PASSAGE SHOWN —
====

Fades Into the Dark

There was this girl I came across on Nicksplat.com. Disha Pillai. We got to know each other slowly. I wrote some philosophy to her. What I wrote then, now resides in my blog as The Forgotten Question.
Philosophy is not the subject of this entry. She is. We used to exchange e-mails. Never chatted, never had an audio conversation, never called up. We just exchanged e-mails. Words were all we had to know each other. At times I felt strange about her. No, not love, but just a sort of far-away feeling, you know. That there’s this girl sitting in her own room in some other part of India, a girl I would never meet in this life, never meet in eternity. That’s okay, there are so many people I won’t meet in this life. But that I communicated with her, that I understood her and she understood me, that we both knew the other was alive and breathing, but still we could never meet, left a gaping void somewhere inside me. Like a thread through my window that stretches to a place far away, to a place I don’t know, and I pull it, and I can feel someone pull the other end, and we both know there’s someone out there holding the other end, never to be seen, never to be known beyond that pull of the thread.

====

RECORDED INFORMATION —
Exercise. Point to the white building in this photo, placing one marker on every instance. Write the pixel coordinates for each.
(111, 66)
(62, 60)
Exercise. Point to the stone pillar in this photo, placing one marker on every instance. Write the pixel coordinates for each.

====

REQUEST 1 —
In the blog entry about Disha Pillai, on which website did the writer first come across her?
REQUEST 2 —
Continue the blog entry about Disha Pillai, picking up after its final sentence about the thread.

EXERCISE OUTPUT 1 —
Nicksplat.com

EXERCISE OUTPUT 2 —
Two months ago, we stopped e-mailing. Abruptly. I sent her a few e-mails later. Got no reply. No delivery failure, no crowded inbox. Maybe she just doesn’t check any more. Maybe there was a money problem and they had to sell their computer. Maybe her inbox is now just a desolate old shelter in the middle of nowhere with no one to belong to, no one to send messages, no one to receive them. Maybe they shifted and had to leave things behind. Or maybe… I don’t like to think about it.
She just faded into the dark. Like the momentary gleam of a comet in a star-strewn night sky. So easy, isn’t it, to lose someone? Someone who had no position in my life and yet meant something? Easy, isn’t it?
Oh God, I just hope I open my mailbox one day and freeze with happiness when I see her name out there, on a message, undeniable, unalterable.
1Life.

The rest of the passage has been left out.